*Assigned task*:
Check every line below for the string "facade", and copy the lines that contain it.

*Records for this exercise*:
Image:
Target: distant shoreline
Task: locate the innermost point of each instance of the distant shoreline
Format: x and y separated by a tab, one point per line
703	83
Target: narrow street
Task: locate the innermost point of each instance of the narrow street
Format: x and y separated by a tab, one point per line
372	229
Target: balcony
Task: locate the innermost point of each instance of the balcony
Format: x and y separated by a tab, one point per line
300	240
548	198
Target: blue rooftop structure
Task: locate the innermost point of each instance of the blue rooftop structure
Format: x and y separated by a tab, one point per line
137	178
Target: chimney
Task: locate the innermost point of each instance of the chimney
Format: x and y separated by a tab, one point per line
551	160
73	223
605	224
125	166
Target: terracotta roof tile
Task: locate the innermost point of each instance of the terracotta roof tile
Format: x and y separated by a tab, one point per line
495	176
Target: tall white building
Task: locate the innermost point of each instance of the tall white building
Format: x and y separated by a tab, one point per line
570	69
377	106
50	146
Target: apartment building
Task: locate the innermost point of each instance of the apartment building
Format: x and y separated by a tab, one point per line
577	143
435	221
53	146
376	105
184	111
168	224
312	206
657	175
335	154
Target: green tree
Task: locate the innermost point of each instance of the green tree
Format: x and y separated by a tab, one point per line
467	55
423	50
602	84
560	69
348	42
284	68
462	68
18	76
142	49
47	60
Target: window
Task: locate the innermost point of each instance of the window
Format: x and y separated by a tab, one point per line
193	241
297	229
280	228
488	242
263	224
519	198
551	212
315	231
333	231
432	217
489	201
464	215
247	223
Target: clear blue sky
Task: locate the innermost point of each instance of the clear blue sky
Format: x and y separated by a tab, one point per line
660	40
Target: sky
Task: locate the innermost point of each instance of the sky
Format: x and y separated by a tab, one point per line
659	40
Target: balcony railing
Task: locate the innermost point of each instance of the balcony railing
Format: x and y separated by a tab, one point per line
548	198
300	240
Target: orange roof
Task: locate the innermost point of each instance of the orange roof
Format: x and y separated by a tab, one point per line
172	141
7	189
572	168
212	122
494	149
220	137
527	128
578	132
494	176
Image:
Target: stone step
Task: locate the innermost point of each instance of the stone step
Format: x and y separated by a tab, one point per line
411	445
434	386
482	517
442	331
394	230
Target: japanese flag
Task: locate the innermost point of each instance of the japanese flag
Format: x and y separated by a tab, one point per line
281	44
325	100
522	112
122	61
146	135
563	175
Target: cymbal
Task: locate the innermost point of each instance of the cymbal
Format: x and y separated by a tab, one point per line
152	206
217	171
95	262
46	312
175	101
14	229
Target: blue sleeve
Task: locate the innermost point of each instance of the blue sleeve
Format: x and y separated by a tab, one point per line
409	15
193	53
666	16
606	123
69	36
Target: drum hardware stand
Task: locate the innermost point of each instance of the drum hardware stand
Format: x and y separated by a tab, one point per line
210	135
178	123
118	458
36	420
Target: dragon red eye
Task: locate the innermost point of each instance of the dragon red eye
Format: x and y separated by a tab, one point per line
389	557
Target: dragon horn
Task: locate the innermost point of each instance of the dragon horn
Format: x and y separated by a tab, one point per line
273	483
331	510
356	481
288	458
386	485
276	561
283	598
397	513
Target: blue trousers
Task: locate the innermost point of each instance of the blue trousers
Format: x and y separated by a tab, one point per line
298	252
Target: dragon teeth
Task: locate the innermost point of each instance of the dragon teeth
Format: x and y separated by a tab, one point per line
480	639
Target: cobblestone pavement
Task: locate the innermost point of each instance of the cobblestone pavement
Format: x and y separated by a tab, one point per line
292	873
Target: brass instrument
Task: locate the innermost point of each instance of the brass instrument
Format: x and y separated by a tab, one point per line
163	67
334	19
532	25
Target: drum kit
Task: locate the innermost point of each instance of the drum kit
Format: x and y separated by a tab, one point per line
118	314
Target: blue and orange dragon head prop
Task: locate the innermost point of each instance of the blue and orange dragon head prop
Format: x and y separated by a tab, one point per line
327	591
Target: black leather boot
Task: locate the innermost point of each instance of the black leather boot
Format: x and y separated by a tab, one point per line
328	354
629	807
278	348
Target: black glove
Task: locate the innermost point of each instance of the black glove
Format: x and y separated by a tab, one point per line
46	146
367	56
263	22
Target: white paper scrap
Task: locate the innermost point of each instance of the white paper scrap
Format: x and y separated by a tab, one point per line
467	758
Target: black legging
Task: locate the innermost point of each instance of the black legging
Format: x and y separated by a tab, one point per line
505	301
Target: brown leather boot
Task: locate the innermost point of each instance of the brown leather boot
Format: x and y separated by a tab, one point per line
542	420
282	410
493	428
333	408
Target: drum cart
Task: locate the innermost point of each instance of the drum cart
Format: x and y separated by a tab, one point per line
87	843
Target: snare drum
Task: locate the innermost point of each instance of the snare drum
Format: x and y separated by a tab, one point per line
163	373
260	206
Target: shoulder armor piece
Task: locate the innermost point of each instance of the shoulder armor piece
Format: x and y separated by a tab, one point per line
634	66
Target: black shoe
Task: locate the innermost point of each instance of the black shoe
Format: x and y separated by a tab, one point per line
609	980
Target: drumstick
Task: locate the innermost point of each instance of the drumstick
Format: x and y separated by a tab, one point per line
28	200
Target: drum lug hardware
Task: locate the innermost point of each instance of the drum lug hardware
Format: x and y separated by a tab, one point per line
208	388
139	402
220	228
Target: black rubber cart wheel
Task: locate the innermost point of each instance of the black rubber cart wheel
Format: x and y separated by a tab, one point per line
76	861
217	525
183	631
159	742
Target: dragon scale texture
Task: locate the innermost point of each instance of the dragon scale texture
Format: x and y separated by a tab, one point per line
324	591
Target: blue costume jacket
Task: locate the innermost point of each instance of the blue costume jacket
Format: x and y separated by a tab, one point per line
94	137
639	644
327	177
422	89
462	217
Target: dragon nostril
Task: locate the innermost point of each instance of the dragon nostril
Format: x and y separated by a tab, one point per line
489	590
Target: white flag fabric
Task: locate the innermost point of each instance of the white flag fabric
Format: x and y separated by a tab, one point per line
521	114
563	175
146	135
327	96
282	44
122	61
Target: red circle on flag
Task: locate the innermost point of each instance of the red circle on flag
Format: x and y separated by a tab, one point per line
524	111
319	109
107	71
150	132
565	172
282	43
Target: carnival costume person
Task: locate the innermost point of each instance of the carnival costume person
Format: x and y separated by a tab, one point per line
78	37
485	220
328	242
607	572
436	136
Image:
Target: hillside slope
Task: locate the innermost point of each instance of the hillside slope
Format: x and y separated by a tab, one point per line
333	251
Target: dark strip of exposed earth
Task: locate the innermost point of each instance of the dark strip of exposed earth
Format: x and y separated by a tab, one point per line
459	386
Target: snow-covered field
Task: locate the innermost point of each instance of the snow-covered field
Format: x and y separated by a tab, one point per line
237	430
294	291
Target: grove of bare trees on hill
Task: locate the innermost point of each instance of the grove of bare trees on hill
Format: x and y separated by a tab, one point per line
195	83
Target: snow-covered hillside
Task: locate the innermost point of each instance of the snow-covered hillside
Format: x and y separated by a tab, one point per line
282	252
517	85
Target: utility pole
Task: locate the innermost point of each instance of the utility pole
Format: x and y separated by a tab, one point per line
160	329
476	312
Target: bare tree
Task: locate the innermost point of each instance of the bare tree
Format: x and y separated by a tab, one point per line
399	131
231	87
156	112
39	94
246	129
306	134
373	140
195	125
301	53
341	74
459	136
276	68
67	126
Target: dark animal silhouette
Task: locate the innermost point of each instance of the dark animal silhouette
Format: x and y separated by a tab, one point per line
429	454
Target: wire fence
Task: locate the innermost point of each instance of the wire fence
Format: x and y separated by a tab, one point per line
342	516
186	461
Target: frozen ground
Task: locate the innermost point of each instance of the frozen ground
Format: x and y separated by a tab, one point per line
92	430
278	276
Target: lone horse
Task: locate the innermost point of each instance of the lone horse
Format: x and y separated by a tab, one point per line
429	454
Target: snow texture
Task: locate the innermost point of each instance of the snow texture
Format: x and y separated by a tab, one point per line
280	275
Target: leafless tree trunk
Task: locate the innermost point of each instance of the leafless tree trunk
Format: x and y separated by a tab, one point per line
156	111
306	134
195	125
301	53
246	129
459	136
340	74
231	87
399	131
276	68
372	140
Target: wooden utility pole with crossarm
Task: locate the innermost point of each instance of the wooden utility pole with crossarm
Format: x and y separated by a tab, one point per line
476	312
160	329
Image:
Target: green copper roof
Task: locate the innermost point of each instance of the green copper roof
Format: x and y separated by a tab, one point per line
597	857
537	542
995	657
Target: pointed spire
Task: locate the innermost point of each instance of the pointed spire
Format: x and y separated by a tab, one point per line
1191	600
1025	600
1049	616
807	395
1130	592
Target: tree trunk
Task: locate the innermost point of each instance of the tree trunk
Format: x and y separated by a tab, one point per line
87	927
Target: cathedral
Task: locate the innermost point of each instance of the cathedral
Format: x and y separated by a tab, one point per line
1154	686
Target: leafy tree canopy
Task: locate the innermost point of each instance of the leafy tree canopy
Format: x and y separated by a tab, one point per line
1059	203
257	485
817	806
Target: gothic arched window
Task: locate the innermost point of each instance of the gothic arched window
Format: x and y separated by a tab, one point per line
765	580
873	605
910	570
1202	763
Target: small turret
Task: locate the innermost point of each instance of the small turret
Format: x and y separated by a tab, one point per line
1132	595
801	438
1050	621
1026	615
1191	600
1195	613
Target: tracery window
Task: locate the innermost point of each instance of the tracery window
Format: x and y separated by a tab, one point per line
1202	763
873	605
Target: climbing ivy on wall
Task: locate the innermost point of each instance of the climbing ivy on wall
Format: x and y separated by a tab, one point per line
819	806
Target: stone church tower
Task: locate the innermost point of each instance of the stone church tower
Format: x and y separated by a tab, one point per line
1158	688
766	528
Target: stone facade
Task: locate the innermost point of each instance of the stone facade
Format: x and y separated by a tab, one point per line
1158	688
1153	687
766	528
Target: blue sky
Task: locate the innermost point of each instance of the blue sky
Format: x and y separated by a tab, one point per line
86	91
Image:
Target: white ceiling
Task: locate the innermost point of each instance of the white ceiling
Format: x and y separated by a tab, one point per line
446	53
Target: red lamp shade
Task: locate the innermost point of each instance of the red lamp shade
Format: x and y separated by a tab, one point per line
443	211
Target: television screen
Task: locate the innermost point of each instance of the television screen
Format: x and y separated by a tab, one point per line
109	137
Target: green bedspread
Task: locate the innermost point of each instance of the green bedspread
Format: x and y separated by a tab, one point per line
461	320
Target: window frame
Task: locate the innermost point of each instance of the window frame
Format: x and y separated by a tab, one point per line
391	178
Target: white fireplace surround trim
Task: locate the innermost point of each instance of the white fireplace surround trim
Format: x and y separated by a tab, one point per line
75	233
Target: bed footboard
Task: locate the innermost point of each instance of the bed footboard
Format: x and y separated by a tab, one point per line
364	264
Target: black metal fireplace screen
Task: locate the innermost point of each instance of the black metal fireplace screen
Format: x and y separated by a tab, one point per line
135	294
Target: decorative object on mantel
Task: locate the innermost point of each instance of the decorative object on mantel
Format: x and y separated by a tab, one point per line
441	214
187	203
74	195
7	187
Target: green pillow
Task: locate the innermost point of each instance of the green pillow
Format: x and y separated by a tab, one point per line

*Expected output*:
Target: stone facade
Task: locate the innermost point of each instance of the stone facade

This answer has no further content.